**Objective**
Please copy every line of the listing from the line containing "Highlight pair of" through the line containing "515;52;601;390", both included, and give only those lines. Multiply each coordinate in the answers by 0.65 and round to a whole number, with halves going up; leave every other number, including the sample coordinates, as it is.

**Available records**
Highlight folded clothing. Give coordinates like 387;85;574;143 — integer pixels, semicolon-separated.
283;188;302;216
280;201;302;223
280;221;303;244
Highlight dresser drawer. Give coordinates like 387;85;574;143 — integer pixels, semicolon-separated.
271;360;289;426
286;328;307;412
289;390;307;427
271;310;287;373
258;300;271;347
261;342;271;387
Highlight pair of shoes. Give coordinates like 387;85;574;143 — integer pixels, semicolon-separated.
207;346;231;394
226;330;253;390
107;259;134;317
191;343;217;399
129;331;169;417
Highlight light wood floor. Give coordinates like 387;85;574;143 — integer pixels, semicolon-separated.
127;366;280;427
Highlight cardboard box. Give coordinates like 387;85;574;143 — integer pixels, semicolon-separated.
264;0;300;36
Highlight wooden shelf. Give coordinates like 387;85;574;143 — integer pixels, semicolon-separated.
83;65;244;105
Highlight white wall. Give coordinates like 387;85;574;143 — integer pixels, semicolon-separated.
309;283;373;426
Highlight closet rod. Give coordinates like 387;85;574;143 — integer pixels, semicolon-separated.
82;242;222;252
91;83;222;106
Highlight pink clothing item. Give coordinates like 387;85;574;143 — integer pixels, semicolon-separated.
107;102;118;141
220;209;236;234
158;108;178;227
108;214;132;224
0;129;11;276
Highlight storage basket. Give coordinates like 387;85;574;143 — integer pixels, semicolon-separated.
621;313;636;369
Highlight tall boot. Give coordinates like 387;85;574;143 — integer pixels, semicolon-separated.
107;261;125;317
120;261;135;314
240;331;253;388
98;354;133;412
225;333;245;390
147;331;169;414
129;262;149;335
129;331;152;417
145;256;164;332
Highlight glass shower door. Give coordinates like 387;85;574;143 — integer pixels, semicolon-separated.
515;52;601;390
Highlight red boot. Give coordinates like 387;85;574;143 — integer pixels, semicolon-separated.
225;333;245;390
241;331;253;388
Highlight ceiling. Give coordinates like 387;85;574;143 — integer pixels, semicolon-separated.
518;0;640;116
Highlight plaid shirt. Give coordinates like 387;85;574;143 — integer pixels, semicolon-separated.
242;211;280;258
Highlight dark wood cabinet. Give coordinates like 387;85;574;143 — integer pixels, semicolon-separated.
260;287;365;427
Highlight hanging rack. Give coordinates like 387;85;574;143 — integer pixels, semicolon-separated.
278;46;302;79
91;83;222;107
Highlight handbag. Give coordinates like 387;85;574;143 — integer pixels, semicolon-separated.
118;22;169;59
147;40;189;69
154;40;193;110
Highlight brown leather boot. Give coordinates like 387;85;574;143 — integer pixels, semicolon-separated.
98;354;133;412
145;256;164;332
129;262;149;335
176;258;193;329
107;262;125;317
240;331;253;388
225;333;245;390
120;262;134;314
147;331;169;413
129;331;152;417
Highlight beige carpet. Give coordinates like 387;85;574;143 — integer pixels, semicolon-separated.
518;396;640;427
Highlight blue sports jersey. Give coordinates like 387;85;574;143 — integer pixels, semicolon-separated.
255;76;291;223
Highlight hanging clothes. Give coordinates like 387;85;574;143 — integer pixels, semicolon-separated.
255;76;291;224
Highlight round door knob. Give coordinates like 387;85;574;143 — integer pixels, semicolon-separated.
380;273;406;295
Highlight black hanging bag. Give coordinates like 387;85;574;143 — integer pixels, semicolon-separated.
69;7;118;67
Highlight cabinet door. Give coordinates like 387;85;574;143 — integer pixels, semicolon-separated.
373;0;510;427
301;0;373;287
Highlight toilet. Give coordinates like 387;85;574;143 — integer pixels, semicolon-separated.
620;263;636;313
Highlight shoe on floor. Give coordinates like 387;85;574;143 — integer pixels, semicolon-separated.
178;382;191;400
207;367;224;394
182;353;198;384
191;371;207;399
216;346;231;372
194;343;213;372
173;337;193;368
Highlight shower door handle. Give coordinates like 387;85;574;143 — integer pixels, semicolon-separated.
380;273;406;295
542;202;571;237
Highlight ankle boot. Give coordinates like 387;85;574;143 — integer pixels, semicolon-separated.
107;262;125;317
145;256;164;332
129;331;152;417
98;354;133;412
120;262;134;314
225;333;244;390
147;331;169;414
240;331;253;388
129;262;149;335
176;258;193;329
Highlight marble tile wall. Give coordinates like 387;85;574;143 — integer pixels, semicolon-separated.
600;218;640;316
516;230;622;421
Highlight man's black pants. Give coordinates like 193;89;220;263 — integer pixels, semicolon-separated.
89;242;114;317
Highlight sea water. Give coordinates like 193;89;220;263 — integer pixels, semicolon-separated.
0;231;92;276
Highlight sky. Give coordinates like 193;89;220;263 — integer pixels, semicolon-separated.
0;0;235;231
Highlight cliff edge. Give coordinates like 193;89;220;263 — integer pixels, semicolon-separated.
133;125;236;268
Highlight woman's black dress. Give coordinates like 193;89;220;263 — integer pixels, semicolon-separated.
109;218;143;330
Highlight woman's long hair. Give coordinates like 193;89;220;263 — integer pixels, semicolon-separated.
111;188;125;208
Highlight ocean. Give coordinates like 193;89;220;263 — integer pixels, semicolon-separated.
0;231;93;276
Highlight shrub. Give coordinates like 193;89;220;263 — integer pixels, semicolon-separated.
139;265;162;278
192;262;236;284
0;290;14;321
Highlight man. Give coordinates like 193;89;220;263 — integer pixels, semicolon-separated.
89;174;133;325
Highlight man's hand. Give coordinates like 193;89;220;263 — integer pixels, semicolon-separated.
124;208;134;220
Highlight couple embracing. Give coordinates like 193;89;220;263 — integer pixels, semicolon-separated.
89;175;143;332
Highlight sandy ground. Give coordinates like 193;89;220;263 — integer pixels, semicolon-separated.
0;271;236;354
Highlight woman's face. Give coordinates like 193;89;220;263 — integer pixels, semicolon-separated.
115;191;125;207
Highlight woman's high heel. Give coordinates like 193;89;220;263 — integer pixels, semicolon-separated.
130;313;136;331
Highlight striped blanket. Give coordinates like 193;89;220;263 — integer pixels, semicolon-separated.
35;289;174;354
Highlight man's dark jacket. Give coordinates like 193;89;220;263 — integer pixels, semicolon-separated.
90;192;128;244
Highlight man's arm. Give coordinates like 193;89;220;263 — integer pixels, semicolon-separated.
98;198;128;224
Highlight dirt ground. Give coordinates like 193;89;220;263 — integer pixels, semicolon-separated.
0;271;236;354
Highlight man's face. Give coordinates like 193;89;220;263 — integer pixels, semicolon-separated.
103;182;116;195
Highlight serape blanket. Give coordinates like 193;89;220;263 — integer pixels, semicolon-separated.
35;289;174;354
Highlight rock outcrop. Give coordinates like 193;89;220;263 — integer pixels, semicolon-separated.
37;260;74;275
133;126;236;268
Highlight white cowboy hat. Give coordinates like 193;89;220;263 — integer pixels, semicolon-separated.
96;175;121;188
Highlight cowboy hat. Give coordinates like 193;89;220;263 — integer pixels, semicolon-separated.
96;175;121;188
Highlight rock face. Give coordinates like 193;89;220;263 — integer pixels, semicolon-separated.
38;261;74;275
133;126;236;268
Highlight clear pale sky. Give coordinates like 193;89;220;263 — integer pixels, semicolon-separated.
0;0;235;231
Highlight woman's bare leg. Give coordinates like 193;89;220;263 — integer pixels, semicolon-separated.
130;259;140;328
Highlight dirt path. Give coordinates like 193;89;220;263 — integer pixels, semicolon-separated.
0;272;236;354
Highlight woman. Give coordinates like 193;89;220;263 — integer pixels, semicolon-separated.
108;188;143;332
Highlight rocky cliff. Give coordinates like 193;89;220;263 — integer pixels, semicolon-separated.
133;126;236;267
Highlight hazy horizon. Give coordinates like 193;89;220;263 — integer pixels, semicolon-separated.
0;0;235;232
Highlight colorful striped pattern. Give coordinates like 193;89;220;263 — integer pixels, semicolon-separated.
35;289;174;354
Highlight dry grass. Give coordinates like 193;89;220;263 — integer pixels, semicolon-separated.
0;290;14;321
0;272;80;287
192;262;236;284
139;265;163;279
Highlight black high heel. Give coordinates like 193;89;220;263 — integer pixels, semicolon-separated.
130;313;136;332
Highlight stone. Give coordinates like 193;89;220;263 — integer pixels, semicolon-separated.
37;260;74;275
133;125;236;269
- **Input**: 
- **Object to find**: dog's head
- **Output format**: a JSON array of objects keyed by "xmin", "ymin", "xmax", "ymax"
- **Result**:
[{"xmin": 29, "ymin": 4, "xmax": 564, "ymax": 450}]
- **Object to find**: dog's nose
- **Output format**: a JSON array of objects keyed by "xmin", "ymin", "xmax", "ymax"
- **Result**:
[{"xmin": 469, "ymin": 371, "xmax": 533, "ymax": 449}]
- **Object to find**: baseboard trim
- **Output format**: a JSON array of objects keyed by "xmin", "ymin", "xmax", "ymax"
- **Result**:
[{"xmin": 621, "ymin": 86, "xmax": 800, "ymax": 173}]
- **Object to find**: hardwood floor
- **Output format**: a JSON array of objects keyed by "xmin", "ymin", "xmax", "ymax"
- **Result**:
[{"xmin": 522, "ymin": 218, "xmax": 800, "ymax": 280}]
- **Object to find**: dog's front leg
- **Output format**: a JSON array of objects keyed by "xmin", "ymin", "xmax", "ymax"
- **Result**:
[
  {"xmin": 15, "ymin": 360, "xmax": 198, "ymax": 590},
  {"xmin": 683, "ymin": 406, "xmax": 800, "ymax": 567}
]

**The response**
Highlight pair of shoes. Give coordinates like 387;85;574;143 — integer pixels, semicolon-separated.
135;225;150;256
147;215;164;254
70;168;87;206
124;223;141;259
84;215;110;271
Highlight light wood floor. Give coordinates like 387;85;574;143 — integer pixels, semicolon-separated.
83;238;182;278
Highlight cardboard box. Give coordinates like 387;85;574;143 — integer pixels, semicolon-separated.
172;0;195;23
Highlight wooden shelf. Give coordinates like 387;85;574;143 — integer pixels, semicolon-separated.
54;42;159;68
Highlight white wall. Give coordinates like 387;85;574;143 — integer pixels, semicolon-separated.
201;184;242;277
Highlight closet rod. Give coordinates like 387;85;574;143 — integer pixels, semicolon-separated.
53;157;144;164
59;54;144;69
Highlight pink clothing item. Give coordinates like 387;85;574;143 — integer pixels, semicolon-separated.
70;66;77;92
143;136;153;152
103;70;116;148
70;139;86;146
0;84;7;179
Highlight storage basket. Give coordinates like 387;85;574;143 — integer pixels, semicolon-separated.
404;203;413;240
Highlight tall boot. Give coordinates like 387;85;574;143 — integer pixels, semicolon-separated.
70;170;81;206
78;170;88;204
156;215;164;252
64;230;86;268
146;216;159;254
96;215;110;269
84;170;97;218
84;215;99;271
94;166;107;216
Highlight glass shower door. Give coordinates like 387;85;574;143 — integer pixels, semicolon-separated.
335;34;391;254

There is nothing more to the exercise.